Source records:
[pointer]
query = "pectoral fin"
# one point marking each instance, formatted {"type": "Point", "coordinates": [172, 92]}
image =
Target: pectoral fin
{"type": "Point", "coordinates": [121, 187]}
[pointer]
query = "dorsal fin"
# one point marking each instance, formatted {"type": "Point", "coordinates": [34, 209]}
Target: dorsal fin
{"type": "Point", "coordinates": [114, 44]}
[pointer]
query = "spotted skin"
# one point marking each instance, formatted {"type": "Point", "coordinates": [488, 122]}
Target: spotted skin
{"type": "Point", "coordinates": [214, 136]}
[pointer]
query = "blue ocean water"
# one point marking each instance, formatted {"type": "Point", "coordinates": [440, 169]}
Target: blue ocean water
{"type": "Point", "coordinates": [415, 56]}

Given exercise: Every record above needs to be repeated word for word.

Correct response:
[pointer]
query = "pectoral fin"
# one point marking each instance, formatted {"type": "Point", "coordinates": [172, 92]}
image =
Target: pectoral fin
{"type": "Point", "coordinates": [121, 187]}
[pointer]
query = "dorsal fin"
# one point marking each instance, formatted {"type": "Point", "coordinates": [34, 209]}
Target: dorsal fin
{"type": "Point", "coordinates": [114, 44]}
[pointer]
query = "spotted skin"
# one point marking each instance, formatted {"type": "Point", "coordinates": [488, 122]}
Target: spotted skin
{"type": "Point", "coordinates": [214, 136]}
[pointer]
query = "blue ocean water"
# one point marking each instance, formatted {"type": "Point", "coordinates": [440, 169]}
Target: blue ocean water
{"type": "Point", "coordinates": [415, 56]}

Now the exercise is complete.